*PROBLEM REQUIREMENTS*. Reproduce all entries verbatim, with nothing added or dropped.

*RECORDS SHOWN*.
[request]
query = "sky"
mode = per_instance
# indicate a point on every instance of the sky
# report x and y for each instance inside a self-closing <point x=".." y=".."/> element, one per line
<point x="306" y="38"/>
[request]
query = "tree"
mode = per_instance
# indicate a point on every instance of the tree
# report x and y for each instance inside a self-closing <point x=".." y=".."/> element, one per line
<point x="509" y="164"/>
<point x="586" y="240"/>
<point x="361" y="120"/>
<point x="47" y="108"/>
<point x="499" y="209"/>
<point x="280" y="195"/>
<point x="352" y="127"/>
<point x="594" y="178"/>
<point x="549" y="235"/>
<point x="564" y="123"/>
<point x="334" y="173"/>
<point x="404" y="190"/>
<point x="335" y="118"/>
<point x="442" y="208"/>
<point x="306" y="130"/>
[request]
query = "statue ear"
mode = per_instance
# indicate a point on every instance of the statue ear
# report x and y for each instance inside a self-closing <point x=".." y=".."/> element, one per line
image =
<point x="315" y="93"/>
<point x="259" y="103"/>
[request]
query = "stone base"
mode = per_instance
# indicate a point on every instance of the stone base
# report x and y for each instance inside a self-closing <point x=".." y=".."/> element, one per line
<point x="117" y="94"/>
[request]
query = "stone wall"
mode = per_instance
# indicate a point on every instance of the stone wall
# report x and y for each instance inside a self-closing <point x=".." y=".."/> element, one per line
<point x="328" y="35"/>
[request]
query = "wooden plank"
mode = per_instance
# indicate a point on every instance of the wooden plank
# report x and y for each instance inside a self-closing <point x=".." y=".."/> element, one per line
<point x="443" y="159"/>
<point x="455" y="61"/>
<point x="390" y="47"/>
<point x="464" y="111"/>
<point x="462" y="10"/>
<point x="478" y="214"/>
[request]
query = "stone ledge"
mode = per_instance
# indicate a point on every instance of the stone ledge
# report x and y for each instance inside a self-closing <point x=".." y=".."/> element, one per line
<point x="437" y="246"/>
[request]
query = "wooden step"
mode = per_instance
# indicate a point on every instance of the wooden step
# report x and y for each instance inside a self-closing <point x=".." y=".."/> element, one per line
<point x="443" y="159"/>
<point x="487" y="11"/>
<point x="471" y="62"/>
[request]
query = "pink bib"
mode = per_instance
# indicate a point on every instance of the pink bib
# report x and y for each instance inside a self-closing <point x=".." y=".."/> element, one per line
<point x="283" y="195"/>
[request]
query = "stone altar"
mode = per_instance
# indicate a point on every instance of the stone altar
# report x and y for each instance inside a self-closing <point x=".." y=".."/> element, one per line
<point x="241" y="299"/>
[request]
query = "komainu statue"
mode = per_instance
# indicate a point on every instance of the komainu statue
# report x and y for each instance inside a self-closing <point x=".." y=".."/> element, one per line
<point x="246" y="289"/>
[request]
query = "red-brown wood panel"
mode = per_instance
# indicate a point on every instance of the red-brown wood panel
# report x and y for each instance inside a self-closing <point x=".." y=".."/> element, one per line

*CORRECT ANSWER*.
[request]
query = "sky"
mode = per_instance
# indicate a point on every instance of the sky
# report x and y for each instance inside a self-closing <point x=".." y=".."/> element, one per line
<point x="306" y="38"/>
[request]
query = "tree"
mode = per_instance
# indicate a point on every instance of the tree
# report x and y for each instance inside a self-closing <point x=".." y=".."/> element, one per line
<point x="509" y="164"/>
<point x="586" y="240"/>
<point x="361" y="120"/>
<point x="47" y="108"/>
<point x="499" y="209"/>
<point x="280" y="195"/>
<point x="352" y="127"/>
<point x="594" y="178"/>
<point x="549" y="235"/>
<point x="564" y="123"/>
<point x="334" y="173"/>
<point x="404" y="190"/>
<point x="335" y="118"/>
<point x="442" y="208"/>
<point x="306" y="130"/>
[request]
query = "statue ear"
mode = per_instance
# indicate a point on every instance of the statue ear
# report x and y for each instance inside a self-closing <point x=".." y=".."/> element, one per line
image =
<point x="315" y="93"/>
<point x="259" y="103"/>
[request]
query = "stone base"
mode = per_instance
# indicate a point on every instance of the stone base
# report x and y for each instance inside a self-closing <point x=".." y=".."/> element, one per line
<point x="117" y="94"/>
[request]
query = "stone wall"
mode = per_instance
# indicate a point on every instance of the stone wall
# report x and y for each instance inside a self-closing <point x=".." y=".."/> element, one per line
<point x="328" y="35"/>
[request]
query = "wooden plank"
mode = per_instance
# indicate a point on every instance of the wooden plank
# report x and y for each instance inside a self-closing <point x=".." y=".."/> element, one per line
<point x="443" y="159"/>
<point x="455" y="61"/>
<point x="390" y="47"/>
<point x="464" y="111"/>
<point x="462" y="10"/>
<point x="478" y="214"/>
[request]
query = "stone ledge"
mode = per_instance
# indicate a point on every instance of the stone ledge
# report x and y for each instance inside a self-closing <point x=".." y=".."/> element, one per line
<point x="437" y="246"/>
[request]
query = "wooden step"
mode = per_instance
# indicate a point on every instance of the wooden step
# report x and y for each instance inside a self-closing <point x=".." y=".."/> element, one per line
<point x="443" y="159"/>
<point x="487" y="11"/>
<point x="471" y="62"/>
[request]
query = "pink bib"
mode = per_instance
# indicate a point on every instance of the pink bib
# report x and y for each instance inside a self-closing <point x=".." y=".."/> element, one per line
<point x="283" y="195"/>
[request]
query = "stone altar"
mode = per_instance
# indicate a point on every instance of the stone altar
# report x and y for each instance inside a self-closing <point x=".." y=".."/> element, one per line
<point x="241" y="299"/>
[request]
query = "komainu statue"
mode = per_instance
# indicate a point on every instance of the komainu statue
# report x and y for each instance inside a self-closing <point x=".." y=".."/> element, one per line
<point x="246" y="289"/>
[request]
query = "red-brown wood panel"
mode = per_instance
# indicate a point on every instance of the red-brown wood panel
# report x and y for each instance inside a self-closing <point x=".." y=".."/> element, one per line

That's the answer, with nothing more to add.